[START ENTRIES]

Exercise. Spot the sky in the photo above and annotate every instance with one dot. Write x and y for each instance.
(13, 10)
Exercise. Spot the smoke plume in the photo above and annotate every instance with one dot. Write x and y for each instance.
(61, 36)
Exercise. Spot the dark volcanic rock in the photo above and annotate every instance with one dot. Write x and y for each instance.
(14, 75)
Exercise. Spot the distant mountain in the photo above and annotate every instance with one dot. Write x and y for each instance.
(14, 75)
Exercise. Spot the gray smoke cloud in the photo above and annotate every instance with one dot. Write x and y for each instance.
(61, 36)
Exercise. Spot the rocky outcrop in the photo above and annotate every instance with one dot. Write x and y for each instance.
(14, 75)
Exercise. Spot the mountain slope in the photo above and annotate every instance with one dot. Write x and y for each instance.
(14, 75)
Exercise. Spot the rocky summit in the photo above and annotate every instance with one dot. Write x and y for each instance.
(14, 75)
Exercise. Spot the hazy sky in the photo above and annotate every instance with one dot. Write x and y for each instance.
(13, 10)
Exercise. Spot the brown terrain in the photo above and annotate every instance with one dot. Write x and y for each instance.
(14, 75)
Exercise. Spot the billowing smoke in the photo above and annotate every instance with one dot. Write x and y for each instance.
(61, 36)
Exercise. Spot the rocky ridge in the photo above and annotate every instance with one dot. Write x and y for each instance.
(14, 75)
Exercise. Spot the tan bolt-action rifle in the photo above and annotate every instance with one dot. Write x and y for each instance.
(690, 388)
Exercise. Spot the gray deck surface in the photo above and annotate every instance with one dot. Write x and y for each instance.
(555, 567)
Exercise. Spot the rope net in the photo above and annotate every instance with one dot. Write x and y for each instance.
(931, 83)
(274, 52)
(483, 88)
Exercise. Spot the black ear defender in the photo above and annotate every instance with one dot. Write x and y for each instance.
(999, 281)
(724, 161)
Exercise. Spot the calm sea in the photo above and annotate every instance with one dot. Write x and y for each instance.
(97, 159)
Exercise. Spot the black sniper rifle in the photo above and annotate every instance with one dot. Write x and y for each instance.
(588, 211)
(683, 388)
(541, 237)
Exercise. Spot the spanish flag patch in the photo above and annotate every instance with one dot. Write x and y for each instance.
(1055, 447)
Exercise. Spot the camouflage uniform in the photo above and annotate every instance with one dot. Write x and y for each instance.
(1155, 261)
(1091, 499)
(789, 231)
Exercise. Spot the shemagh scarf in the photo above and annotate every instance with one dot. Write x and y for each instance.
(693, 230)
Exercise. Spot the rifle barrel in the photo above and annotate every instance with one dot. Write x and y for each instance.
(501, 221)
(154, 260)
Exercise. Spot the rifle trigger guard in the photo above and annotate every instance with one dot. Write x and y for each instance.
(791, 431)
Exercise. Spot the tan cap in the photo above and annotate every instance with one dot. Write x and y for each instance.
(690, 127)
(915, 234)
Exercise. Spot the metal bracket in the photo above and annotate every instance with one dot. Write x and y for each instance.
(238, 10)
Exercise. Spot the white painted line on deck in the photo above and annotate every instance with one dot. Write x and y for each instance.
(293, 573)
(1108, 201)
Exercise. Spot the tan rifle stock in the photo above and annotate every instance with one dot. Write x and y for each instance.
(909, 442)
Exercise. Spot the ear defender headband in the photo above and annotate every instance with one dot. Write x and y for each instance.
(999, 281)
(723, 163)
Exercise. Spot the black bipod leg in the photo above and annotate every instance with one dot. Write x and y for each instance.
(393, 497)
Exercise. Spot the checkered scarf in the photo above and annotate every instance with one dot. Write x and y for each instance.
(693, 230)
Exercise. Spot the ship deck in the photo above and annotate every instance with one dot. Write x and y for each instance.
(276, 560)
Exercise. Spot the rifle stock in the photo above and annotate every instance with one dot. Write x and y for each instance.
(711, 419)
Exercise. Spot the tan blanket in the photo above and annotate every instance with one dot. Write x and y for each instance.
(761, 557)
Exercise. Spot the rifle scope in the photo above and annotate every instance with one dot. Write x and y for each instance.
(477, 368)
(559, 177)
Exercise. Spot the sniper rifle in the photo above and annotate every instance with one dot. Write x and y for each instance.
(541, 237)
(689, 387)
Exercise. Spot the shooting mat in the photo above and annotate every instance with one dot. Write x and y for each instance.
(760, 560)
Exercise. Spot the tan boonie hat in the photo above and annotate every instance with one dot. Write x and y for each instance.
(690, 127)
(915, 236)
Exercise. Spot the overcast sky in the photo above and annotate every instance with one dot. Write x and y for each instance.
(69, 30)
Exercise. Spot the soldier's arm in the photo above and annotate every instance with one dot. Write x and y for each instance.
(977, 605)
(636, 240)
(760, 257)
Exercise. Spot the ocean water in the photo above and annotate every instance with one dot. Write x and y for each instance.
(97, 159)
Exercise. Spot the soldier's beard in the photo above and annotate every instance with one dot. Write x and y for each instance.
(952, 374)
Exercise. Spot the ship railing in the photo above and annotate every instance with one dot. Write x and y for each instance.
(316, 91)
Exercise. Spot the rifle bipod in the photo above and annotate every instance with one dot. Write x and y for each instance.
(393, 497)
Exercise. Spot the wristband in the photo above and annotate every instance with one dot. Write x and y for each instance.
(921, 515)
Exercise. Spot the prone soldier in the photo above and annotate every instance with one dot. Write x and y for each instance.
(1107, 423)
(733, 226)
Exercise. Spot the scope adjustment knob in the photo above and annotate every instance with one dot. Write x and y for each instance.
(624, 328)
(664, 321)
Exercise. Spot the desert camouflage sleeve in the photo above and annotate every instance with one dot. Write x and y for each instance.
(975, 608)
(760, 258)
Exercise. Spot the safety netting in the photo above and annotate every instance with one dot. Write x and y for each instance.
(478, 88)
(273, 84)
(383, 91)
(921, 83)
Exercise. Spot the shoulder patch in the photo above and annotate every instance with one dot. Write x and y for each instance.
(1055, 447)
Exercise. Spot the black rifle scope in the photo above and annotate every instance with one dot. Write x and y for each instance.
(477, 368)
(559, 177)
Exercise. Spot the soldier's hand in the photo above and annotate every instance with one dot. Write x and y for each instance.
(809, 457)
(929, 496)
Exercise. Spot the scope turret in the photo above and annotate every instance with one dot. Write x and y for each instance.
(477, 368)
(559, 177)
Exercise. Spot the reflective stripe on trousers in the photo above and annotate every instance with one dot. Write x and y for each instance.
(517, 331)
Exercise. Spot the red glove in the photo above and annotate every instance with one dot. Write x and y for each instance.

[END ENTRIES]

SHORT EXERCISE:
Copy the lines again, beginning at the line that has "Exercise. Spot the safety" and stopping after the last item. Include the items unchanged, and add 6 to each coordinate in the answers.

ANSWER TO THIS PROBLEM:
Exercise. Spot the safety netting in the photo above and annotate every instance with one dot. Write x and y for each instance.
(484, 94)
(279, 90)
(389, 97)
(927, 89)
Exercise. Spot the shoulder patch in the photo above and annotate every instance with one dot. Write x and y for each instance.
(1061, 453)
Exercise. Spot the black rifle scope in the photo above and annotate every instance with one dot. Write x and y for each instance.
(483, 374)
(565, 183)
Exercise. Spot the soldier's hand in the photo above and annotate every instance with one dot. Write x and y for each instance.
(815, 463)
(935, 502)
Exercise. Spot the scope turret in the photo above and annotate every instance with one dot. Write x and y for each instance.
(483, 374)
(565, 183)
Exercise. Spot the reflective stripe on trousers in the photo above and annotate every instance with one dot. Write x and y for each instance.
(523, 337)
Exercise. Spot the red glove in the photo above and annotate every instance with one dot. Write x and y for each instance.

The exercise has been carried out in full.